Task prompt:
Using the word "clicks" as the filter, copy each matching line from the records.

Material for the task:
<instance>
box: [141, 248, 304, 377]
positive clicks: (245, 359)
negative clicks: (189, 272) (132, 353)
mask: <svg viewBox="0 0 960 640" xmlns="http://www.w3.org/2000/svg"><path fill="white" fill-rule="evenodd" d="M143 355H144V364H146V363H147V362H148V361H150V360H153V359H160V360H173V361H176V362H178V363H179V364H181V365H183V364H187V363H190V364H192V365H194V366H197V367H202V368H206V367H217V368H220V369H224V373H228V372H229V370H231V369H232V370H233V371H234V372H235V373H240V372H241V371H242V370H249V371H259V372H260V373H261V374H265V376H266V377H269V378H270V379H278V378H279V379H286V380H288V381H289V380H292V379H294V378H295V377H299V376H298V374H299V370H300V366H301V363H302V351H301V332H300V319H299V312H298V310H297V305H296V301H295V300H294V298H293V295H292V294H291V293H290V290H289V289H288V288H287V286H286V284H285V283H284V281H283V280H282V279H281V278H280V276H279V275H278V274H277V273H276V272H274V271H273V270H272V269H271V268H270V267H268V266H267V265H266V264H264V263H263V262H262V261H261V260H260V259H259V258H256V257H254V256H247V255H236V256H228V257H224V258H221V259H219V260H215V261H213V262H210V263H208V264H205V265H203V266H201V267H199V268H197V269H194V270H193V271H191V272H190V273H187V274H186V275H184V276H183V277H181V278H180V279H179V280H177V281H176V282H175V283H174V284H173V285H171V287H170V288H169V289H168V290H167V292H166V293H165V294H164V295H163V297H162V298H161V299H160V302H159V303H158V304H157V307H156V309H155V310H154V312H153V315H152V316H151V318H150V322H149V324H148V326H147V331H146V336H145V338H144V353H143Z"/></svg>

Exercise result:
positive clicks: (245, 359)
negative clicks: (189, 272) (132, 353)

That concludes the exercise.